Given exercise -> Please extend the apple cinnamon roll cupcake recipe below, picking up right after its last step.

Apple Cinnamon Roll Cupcakes
By Paula DeenJUMP TO RECIPE
- 2 cups milk
- 1 tablespoon (.5 oz) active dry yeast
- 1 1/3 cups divided sugar
- 2 teaspoons salt
- 6 1/2 cups divided all purpose flour
- 2 eggs
- 1 cup divided unsalted butter
- 1 cup brown sugar
- 3 tablespoons cinnamon
- 1 cup loosely chopped pecans
- 2 cups tart finely chopped apples
- 1 cup powdered sugar
- 2 tablespoons plus 1 teaspoon apple cider
In a small saucepan or a microwave oven, warm milk to about 110 °F.
In a large mixing bowl, dissolve yeast and 1/3 cup sugar in the milk.
Add salt and two cups of flour and beat for two minutes.
Beat in eggs and 1/4 cup butter.
Stir in the remaining flour a half cup at a time, beating well after each addition.
Turn the dough out onto a lightly floured surface and knead until smooth and elastic (about five minutes).

Coordinate annotation entries:

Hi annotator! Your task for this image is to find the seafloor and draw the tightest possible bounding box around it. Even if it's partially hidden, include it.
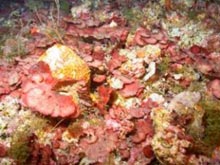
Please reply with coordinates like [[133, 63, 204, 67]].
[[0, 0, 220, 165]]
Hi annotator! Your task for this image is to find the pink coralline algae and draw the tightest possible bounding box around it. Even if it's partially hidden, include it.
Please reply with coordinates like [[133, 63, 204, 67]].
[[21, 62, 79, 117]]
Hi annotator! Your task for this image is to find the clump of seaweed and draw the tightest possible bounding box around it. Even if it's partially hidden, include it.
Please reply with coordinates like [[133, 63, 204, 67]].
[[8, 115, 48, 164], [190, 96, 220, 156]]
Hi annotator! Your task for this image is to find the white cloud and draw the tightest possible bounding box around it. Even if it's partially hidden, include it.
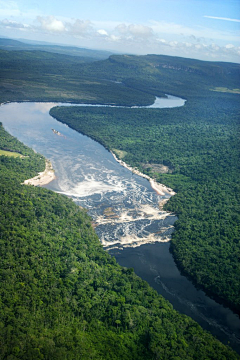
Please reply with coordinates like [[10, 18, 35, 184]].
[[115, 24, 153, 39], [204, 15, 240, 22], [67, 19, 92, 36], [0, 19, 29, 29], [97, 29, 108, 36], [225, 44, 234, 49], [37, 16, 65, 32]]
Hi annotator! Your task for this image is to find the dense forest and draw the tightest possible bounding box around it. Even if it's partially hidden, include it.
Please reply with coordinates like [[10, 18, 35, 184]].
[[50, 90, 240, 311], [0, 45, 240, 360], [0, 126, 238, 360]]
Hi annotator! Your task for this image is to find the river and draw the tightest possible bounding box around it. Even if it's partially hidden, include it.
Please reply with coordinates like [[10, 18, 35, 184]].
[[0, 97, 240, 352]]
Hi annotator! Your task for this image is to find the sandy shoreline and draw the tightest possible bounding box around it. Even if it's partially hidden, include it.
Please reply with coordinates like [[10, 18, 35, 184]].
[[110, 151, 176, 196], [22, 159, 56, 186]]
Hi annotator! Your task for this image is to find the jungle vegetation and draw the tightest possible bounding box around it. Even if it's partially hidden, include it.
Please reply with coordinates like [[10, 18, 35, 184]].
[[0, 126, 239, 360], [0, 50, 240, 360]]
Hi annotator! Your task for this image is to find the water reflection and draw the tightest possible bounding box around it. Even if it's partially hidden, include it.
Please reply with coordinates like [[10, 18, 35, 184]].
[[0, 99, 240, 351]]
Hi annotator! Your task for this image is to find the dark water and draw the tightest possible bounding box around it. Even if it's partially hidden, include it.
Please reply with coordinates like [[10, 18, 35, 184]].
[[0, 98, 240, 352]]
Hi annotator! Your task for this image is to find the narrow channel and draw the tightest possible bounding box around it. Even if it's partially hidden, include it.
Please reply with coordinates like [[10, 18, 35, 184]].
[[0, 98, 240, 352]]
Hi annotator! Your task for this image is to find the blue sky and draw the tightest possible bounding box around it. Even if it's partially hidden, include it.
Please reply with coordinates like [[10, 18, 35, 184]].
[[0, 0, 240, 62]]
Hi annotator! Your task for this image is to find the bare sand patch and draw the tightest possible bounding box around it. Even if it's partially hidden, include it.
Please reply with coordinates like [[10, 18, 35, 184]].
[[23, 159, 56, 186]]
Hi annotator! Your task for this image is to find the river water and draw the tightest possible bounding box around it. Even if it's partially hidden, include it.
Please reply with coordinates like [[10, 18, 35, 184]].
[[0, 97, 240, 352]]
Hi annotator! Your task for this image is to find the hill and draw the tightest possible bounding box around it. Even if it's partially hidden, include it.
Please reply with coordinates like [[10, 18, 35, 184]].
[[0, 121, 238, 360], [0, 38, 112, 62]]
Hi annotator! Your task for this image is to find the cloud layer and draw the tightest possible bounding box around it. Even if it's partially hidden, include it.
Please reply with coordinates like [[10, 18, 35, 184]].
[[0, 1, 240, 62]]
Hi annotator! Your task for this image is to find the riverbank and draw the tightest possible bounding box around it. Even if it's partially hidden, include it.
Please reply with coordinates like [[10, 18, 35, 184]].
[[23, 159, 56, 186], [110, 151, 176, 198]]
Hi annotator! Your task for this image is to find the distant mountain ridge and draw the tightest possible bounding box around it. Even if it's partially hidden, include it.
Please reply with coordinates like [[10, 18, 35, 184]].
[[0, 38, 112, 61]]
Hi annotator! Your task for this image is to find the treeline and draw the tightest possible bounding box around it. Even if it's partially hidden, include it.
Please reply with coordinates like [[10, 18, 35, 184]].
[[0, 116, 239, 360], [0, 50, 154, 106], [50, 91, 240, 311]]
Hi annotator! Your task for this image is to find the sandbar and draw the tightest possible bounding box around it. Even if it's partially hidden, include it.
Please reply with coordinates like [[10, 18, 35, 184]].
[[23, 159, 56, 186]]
==
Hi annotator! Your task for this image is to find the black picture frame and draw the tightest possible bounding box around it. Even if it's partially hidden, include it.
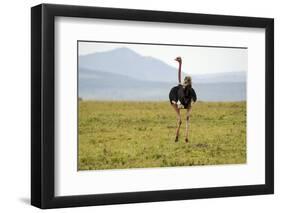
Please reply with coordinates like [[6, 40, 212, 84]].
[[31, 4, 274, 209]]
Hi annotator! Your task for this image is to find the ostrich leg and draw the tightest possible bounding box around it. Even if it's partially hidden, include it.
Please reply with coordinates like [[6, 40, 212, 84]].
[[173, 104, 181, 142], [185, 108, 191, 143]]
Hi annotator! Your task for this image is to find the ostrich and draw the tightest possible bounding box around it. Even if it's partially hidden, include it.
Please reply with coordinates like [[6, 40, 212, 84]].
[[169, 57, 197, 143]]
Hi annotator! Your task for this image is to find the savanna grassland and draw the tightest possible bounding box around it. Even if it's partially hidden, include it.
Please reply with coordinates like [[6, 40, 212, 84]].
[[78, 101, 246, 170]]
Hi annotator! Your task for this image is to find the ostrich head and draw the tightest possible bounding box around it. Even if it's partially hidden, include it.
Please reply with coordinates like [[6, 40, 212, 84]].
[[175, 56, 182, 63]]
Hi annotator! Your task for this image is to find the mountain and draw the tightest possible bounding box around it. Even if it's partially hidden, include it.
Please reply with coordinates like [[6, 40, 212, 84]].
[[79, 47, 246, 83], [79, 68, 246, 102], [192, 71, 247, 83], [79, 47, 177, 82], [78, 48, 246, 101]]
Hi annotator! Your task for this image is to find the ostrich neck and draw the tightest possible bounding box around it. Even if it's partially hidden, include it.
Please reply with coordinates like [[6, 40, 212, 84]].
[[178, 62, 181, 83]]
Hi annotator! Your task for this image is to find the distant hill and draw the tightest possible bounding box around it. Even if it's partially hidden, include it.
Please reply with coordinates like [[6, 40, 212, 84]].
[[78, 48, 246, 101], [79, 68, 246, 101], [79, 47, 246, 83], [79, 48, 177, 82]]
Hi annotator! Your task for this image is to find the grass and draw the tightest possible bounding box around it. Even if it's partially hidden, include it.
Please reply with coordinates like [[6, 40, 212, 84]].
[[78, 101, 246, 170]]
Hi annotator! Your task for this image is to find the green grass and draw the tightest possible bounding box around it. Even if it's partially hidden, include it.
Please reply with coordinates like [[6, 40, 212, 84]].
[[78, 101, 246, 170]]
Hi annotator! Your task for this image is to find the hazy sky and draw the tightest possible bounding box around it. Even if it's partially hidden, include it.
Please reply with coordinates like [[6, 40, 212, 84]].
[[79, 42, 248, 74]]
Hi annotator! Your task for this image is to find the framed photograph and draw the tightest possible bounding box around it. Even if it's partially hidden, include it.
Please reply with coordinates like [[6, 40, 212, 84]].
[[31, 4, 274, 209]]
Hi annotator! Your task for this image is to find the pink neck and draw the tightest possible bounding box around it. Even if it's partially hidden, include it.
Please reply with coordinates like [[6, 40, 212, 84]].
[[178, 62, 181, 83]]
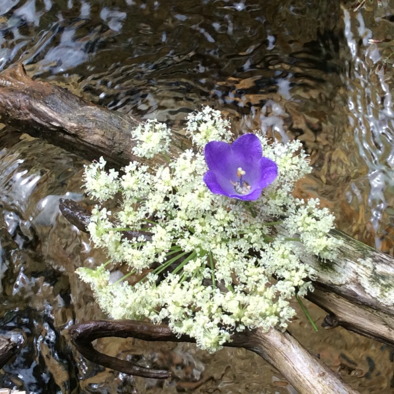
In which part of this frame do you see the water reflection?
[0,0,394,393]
---
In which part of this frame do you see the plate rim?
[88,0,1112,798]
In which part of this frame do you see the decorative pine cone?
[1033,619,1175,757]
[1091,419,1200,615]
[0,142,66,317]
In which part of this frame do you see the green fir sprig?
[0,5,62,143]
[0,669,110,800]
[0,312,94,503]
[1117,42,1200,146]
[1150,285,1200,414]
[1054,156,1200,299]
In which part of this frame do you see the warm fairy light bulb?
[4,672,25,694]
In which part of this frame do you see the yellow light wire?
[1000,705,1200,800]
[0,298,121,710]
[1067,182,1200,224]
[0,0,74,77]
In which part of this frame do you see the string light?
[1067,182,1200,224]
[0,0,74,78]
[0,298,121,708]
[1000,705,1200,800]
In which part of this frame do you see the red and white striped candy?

Response below ->
Place the dough in a large bowl and cover it with a towel. Set in a warm place and allow to rise for 40 minutes or until approximately doubled in volume.
Roll out dough into a long rectangle about 1/4″ thick.
Melt remaining 1/2 cup butter. Brush dough with about half of the melted butter.
To make the filling, in a medium-sized bowl, mix 1 cup sugar, brown sugar, cinnamon, pecans, and apples.
Spread the pecan/apple mixture evenly over the dough, leaving about an inch empty on all sides.
Roll dough over itself from back to front along the long side of the rectangle to form a log. Slice the log into 24 even pieces.
Line cupcake tins with cupcake liners and place each piece of the log in a cupcake liner. If they don’t fit, fold the ends together to make a “C” shape. The pieces should come to about the top of the liners.
Cover the cupcake tins and set in a warm place to rise for another 40 minutes.
Preheat the oven to 350 °F.
Evenly distribute the remaining 1/4 cup of melted butter over the tops of the cupcakes.
Bake for 20 minutes or until the tops are golden.
For the Apple Cider Glaze:
In a medium-sized bowl, mix powdered sugar and apple cider until fully combined.
Drizzle over cupcakes.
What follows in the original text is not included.